==== PAGE EXTRACT ====

We had a 6.8 earthquake on Wednesday.  It was epicentered near the state
capital, which is about 50-60 miles south of where I am now, and it moved
Seattle 9 millimeters to the northeast.

That's the strongest quake here in 50 years, but it didn't really do anything.
They are trying to figure out why, actually.  It should have beat the hell out
of everything around here, but given how strong it was, it didn't really shake
the buildings that much.

A bunch of bricks fell off of buildings downtown and smashed cars, but
fortunately nobody was killed as a direct result of the quake, and injuries were
mostly minor.

The state capitol building was pretty severely blasted, but that was closer to
the epicenter.  The governor of the state was actually pretty severely affected,
since his house was pretty badly trashed, as was the place he works.

When the quake hit, I was sitting in my office chair, reading email.  There was
a bit of shaking and a lot of noise coming from outside, as well as the
occasional thump and bump.

I didn't panic, but I certainly wasn't ready for any of this.  It occurred to me
that I wanted to see what was going on outside, so I ran to the front door and
stood there, looking out.  What I was wanting to see, I don't know.  Perhaps I
was hoping to see the trees shaking over at the zoo.  Maybe part of my brain
wanted to yell at the idiot who was rolling a tank division up the street, which
is what it sounded like.  Regardless, I didn't see anything in particular except
for my neighbor running out of his house, probably looking for the same tank
division.

==== INPUT ROWS ====

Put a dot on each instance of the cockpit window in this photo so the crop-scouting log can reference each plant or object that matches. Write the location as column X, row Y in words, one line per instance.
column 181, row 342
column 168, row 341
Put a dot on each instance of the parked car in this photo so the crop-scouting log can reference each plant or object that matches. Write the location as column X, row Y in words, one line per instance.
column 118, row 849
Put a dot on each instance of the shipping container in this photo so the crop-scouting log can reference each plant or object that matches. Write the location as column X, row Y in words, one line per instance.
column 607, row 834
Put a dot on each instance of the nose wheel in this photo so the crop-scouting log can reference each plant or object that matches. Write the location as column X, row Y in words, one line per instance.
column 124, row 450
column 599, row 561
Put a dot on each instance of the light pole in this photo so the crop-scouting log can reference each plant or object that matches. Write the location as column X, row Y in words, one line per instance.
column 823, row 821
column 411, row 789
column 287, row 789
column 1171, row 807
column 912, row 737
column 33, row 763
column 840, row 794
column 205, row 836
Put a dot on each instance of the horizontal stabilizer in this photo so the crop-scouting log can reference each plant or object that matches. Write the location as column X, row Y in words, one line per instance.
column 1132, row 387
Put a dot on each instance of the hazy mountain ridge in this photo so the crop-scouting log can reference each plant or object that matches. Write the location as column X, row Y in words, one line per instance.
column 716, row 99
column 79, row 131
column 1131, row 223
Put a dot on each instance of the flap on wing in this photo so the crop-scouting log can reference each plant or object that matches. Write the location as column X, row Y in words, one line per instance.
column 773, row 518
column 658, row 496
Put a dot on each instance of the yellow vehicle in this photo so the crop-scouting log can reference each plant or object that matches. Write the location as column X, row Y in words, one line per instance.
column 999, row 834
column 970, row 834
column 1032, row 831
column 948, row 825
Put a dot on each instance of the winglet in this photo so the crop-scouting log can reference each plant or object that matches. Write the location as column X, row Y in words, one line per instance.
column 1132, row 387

====

## GIVEN PROBLEM 1
In the earthquake account, how far and in which direction did the quake move Seattle?
## GIVEN PROBLEM 2
Repeat word for word the entries from the line containing "Put a dot on each instance of the hazy" through the last line of the entries, including both.

## RESULT 1
It moved Seattle 9 millimeters to the northeast.

## RESULT 2
Put a dot on each instance of the hazy mountain ridge in this photo so the crop-scouting log can reference each plant or object that matches. Write the location as column X, row Y in words, one line per instance.
column 716, row 99
column 79, row 131
column 1131, row 223
Put a dot on each instance of the flap on wing in this photo so the crop-scouting log can reference each plant or object that matches. Write the location as column X, row Y in words, one line per instance.
column 773, row 518
column 658, row 496
Put a dot on each instance of the yellow vehicle in this photo so the crop-scouting log can reference each plant or object that matches. Write the location as column X, row Y in words, one line per instance.
column 999, row 834
column 970, row 834
column 1032, row 831
column 948, row 825
Put a dot on each instance of the winglet in this photo so the crop-scouting log can reference each plant or object that matches. Write the location as column X, row Y in words, one line per instance.
column 1132, row 387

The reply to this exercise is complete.